The task:
Update the records below: reproduce them in full, replacing each occurrence of "innermost point" with "center point" and leaving everything else unchanged.

***** Material for the task *****

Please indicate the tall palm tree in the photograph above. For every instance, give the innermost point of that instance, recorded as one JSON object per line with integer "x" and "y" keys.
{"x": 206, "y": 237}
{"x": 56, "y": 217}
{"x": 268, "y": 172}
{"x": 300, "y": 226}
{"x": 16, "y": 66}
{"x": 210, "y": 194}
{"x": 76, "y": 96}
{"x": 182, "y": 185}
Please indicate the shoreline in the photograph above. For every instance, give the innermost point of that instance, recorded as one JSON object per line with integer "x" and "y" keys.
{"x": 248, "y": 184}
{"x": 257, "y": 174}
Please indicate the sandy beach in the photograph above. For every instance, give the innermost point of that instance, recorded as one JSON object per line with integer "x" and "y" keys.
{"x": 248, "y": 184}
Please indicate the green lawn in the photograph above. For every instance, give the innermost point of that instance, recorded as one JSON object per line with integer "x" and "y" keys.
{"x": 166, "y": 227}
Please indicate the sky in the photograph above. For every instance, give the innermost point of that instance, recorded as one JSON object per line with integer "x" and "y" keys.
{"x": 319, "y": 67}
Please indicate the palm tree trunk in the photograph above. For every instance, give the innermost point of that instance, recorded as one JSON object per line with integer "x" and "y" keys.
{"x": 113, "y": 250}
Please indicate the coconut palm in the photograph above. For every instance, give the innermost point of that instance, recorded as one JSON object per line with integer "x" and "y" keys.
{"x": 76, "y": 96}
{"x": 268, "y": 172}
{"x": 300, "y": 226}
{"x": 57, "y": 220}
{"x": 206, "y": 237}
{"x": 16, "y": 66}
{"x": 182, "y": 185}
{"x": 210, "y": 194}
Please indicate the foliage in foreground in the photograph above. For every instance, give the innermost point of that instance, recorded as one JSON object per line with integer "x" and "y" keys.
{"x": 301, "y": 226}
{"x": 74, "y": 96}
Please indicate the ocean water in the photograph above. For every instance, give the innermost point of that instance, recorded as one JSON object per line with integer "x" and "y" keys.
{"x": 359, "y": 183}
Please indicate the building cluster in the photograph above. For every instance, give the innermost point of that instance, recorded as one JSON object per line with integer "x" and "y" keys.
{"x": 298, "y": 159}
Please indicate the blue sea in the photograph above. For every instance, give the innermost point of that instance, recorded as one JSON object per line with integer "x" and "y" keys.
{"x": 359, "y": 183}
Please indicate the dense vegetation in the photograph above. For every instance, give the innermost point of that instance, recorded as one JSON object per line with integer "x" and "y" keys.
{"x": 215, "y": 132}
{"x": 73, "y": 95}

*****

Problem solution:
Please indicate the tall palm tree in the photograph above. For every instance, give the center point of that instance, recorded as one JSON object per line with integer "x" and "y" keys.
{"x": 206, "y": 237}
{"x": 56, "y": 217}
{"x": 268, "y": 172}
{"x": 300, "y": 226}
{"x": 16, "y": 66}
{"x": 210, "y": 194}
{"x": 76, "y": 96}
{"x": 182, "y": 185}
Please indicate the shoreline in the photograph above. For every instance, give the center point of that instance, recorded as one JSON object per line with integer "x" and "y" keys.
{"x": 248, "y": 184}
{"x": 257, "y": 174}
Please indicate the sandy beach in the photograph above. For every instance, give the center point of that instance, recorded as one JSON object per line with integer "x" and "y" keys.
{"x": 248, "y": 184}
Please indicate the green lawn in the photograph above. For every instance, give the center point of that instance, recorded as one JSON object per line with integer "x" and "y" keys.
{"x": 166, "y": 227}
Please indicate the sky in the photograph above. For every instance, give the center point of that instance, recorded as one JSON object per line with integer "x" and "y" keys.
{"x": 319, "y": 67}
Please indicate the palm tree trunk in the photograph above. For every instance, give the center point of that instance, recorded as one JSON object per line with integer "x" and "y" keys.
{"x": 113, "y": 250}
Please indicate the coconut palm in the photograph above. For every instance, give the center point of that instance, recorded as one JSON object per line with integer "x" and "y" keys.
{"x": 76, "y": 96}
{"x": 268, "y": 172}
{"x": 300, "y": 226}
{"x": 57, "y": 220}
{"x": 206, "y": 237}
{"x": 16, "y": 66}
{"x": 182, "y": 185}
{"x": 210, "y": 194}
Please indicate the foliage in foreground in the photograph above. For every instance, give the center point of that instance, recorded as one JSON object per line with integer "x" and "y" keys.
{"x": 301, "y": 226}
{"x": 74, "y": 96}
Please indicate the ocean water in the photograph above. For every instance, give the center point of that instance, recorded as one JSON object per line with integer "x" and "y" keys.
{"x": 359, "y": 183}
Please indicate the building cluster in the photograph above. For every instance, give the center point of that instance, recorded as one JSON object per line with integer "x" and "y" keys.
{"x": 298, "y": 159}
Please indicate the blue sea in the photograph above. For every instance, give the center point of that instance, recorded as one JSON object per line with integer "x" and "y" keys.
{"x": 359, "y": 183}
Please indicate the dense vegetation in the photograph above. For every instance, give the center point of that instance, recorded as one JSON object per line with integer "x" and "y" keys.
{"x": 215, "y": 132}
{"x": 73, "y": 95}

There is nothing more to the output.